Start of PAGE TEXT
Bell Telephone Laboratories - The Klystron
May 1956 Radio-Electronics

May 1956 Radio-Electronics

May 1956 Radio-Electronics Cover - RF Cafe[Table of Contents]

Wax nostalgic about and learn from the history of early electronics. See articles from Radio-Electronics, published 1930-1988. All copyrights hereby acknowledged.

The Varian brothers, Russell and Sigurd, are widely credited for invention of the klystron around 1937. Credit for further developments in the klystron - from its technology to origin of the name - is a bit fuzzy based on many articles I have seen. According to a 1944 Radio News magazine article, Sperry Gyroscope Company developed the tube into commercial viability and was assigned the trademark name "klystron" based on their creation of the field of "klystronics." However, the Wikipedia entry for Stanford professor Hermann Fränkel claims the name "klystron" was suggested by him. This full-page Bell Telephone Labs promotion in a 1956 issue of Radio-Electronics magazine tells of their 60 GHz klystron design by employee G.K. Farney, but makes no mention of the device's history. Bell Labs is unquestionably responsible for untold numbers of paradigm-changing inventions, but for some reason the omission of that information - especially so close in time to the klystron's arrival on the commercial scene - bothers me a bit.

Bell Telephone Laboratories - The Klystron

Bell Telephone Laboratories, May 1956 Radio-Electronics - RF CafePhysicist G. K. Farney checks the frequency of Bell's new klystron, which is located at far right. Tube's output is about 20 milliwatts.
End of PAGE TEXT
Start of DATA
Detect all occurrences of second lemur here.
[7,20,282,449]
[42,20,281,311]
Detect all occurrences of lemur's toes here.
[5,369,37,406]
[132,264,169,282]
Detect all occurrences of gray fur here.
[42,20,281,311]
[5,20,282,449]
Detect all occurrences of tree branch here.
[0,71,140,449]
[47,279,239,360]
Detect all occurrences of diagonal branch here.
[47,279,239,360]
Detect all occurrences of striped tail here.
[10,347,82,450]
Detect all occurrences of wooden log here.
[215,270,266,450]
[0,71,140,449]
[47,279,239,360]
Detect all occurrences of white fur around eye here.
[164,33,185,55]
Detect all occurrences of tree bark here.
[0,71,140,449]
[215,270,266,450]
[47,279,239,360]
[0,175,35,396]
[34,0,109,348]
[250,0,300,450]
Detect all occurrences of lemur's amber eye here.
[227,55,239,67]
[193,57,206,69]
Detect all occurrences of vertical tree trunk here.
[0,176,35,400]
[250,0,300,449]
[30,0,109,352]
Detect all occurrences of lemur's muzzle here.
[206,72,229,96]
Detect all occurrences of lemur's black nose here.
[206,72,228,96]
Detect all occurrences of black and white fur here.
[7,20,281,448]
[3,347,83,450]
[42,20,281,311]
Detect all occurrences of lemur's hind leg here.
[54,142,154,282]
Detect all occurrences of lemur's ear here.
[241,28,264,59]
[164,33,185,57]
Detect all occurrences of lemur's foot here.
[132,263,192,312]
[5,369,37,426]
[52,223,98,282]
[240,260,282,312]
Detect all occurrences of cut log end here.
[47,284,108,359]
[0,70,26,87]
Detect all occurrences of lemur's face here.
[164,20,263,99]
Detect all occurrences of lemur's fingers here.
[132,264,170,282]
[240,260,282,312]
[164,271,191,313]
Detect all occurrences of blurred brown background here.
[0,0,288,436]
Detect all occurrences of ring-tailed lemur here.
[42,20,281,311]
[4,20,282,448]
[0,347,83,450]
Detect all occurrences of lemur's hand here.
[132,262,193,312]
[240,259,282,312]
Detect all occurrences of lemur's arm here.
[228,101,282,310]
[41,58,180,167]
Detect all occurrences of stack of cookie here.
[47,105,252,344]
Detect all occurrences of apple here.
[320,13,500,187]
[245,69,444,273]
End of DATA
◆ PARTS OF THE EXERCISE:
**1)** Extract the full klystron page text, leaving every word unchanged.
**2)** Multiply each box coordinate by 2.45 and round to whole numbers, with halves going up, in everything from the line of the entries containing "Detect all occurrences of lemur's hand here." down to the last line of the entries. Write out only those lines again, including the ones that name what to detect.
The page text and the entries are unrelated to each other.

◆ RESPONSES:
**1)**
Bell Telephone Laboratories - The Klystron
May 1956 Radio-Electronics

May 1956 Radio-Electronics

May 1956 Radio-Electronics Cover - RF Cafe[Table of Contents]

Wax nostalgic about and learn from the history of early electronics. See articles from Radio-Electronics, published 1930-1988. All copyrights hereby acknowledged.

The Varian brothers, Russell and Sigurd, are widely credited for invention of the klystron around 1937. Credit for further developments in the klystron - from its technology to origin of the name - is a bit fuzzy based on many articles I have seen. According to a 1944 Radio News magazine article, Sperry Gyroscope Company developed the tube into commercial viability and was assigned the trademark name "klystron" based on their creation of the field of "klystronics." However, the Wikipedia entry for Stanford professor Hermann Fränkel claims the name "klystron" was suggested by him. This full-page Bell Telephone Labs promotion in a 1956 issue of Radio-Electronics magazine tells of their 60 GHz klystron design by employee G.K. Farney, but makes no mention of the device's history. Bell Labs is unquestionably responsible for untold numbers of paradigm-changing inventions, but for some reason the omission of that information - especially so close in time to the klystron's arrival on the commercial scene - bothers me a bit.

Bell Telephone Laboratories - The Klystron

Bell Telephone Laboratories, May 1956 Radio-Electronics - RF CafePhysicist G. K. Farney checks the frequency of Bell's new klystron, which is located at far right. Tube's output is about 20 milliwatts.

**2)**
Detect all occurrences of lemur's hand here.
[323,642,473,764]
[588,635,691,764]
Detect all occurrences of lemur's arm here.
[559,247,691,760]
[100,142,441,409]
Detect all occurrences of stack of cookie here.
[115,257,617,843]
Detect all occurrences of apple here.
[784,32,1225,458]
[600,169,1088,669]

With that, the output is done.